Foot Washing – Parental Forgiveness (Matthew 6:9, 12, 1 John 1:3, 6-10)
Daily cleansing to maintain fellowship with God – John 13:10, Jesus said to him, “He who has bathed needs only to wash his feet,…”

Bath – Judicial Forgiveness (Colossians 2:13, 1 John 2:12)
Total cleansing to establish a relationship with God – John 13:11, For He knew the one who was betraying Him; for this reason He said, “Not all of you are clean.”

12. Why does Jesus say “you are clean, but not all of you?” (John 13:10-11) This was a plain hint of the treachery of Judas who is reclining at the table after having made the bargain with the Sanhedrin (Mark 14:11). A year ago Jesus knew that Judas was a devil and said to the apostles: “One of you is a devil”  (John 6:64, 70). The disciples did not suspect that Judas was a counterfeit in the past nor did they suspect him of being the unclean one now.

“Not all of you are clean” is a reference to Judas who was soon to lead the mob to capture Jesus (John 18:3). Jesus had known [eidei, imperfect tense] that Judas would betray him and yet he treated Judas with his usual courtesy. In fact Judas was already engaged in the process. Judas did have his feet literally washed, but he did not enter into the meaning of the event.

13. What second lesson from this footwashing did Jesus want to teach His disciples? (John 13:12) Jesus said to them, “Do you know what I have done to you?” A second lesson Jesus wished to impart to the disciples by this act was one of love and humble service. His question, “Do you know what I have done to you?” is in contrast with his words to Peter earlier: “What I do you do not realize now, but you will understand hereafter” (John 13:7). The discernment of the disciples developed slowly. It took them a long time to begin to comprehend the intensity of Jesus’ love for them and the nature of his humility in dealing with them. After giving this object lesson in humility, the Lord questioned the disciples in order to draw out the significance of the lesson: “Do you understand” [ginoskete, perfect active indicative] “what I have done for you?” He asked them. (John 13:7). It was a searching question, particularly to Simon Peter and Judas.

14. What titles did the disciples call Jesus that He accepted without reluctance? (John 13:13) He was literally, “The Teacher” [ho didaskalos] and “The Lord” [ho kurios], both titles of respect that placed Jesus on a level above the disciples. Jesus emphasized the fact that as their leader He had stooped to serve their needs so they should do the same for one another.

15. What word in John 13:14 suggests moral obligation to follow Christ’s example? Jesus says, “If I then, the Lord and the Teacher,washed your feet, you also ought to wash one anothers feet.” The verb “ought” [Gr. opheilete] means “to owe a debt” and suggests moral obligation. It occurs several times in John’s Epistles (1 John 2:6; 3:16; 4:11; 3 John 8), but in the Gospel only here and John 19:7. In John 13:14, Jesus teaches that the obligation to ministry is a debt that must be paid. The word ought is the past tense of owe. The phrase “one another” denotes the mutual obligation and reciprocal nature of this love that serves each other.

* Exercise requirements
1/ Decide whether each statement below agrees with the foot-washing passage above. Answer yes or no for each, and quote the words from the passage that decide it.
(a) The Greek verb behind "ought" means to owe a debt.
(b) The disciples suspected Judas of being the unclean one.
(c) Judas refused to have his feet washed.
2/ According to the foot-washing passage above, which two titles did the disciples call Jesus that he accepted without reluctance?

Collected data entries
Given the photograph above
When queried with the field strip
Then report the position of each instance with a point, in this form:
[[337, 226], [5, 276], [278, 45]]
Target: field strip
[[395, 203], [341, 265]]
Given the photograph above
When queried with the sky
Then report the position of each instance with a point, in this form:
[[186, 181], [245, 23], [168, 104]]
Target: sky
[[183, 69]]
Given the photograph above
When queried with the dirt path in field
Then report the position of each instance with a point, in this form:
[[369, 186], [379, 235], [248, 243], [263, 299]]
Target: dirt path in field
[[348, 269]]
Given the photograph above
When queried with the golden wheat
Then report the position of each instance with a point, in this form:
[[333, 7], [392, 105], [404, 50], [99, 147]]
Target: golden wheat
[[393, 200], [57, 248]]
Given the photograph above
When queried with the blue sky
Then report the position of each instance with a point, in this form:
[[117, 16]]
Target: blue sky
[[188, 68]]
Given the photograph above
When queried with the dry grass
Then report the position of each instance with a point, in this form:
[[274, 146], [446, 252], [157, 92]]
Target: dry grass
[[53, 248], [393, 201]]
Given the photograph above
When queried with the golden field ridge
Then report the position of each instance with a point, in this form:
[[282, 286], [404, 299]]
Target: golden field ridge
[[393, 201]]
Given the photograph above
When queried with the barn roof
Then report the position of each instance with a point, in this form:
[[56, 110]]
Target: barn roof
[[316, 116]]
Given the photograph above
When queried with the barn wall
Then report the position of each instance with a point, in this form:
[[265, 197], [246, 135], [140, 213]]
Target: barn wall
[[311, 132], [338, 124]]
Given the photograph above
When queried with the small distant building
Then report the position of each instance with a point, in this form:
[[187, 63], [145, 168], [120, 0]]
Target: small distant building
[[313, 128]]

* Task-by-task solutions
1/
(a) Yes: "The verb “ought” [Gr. opheilete] means “to owe a debt”"
(b) No: "nor did they suspect him of being the unclean one now."
(c) No: "Judas did have his feet literally washed, but he did not enter into the meaning of the event."

2/ "The Teacher" [ho didaskalos] and "The Lord" [ho kurios].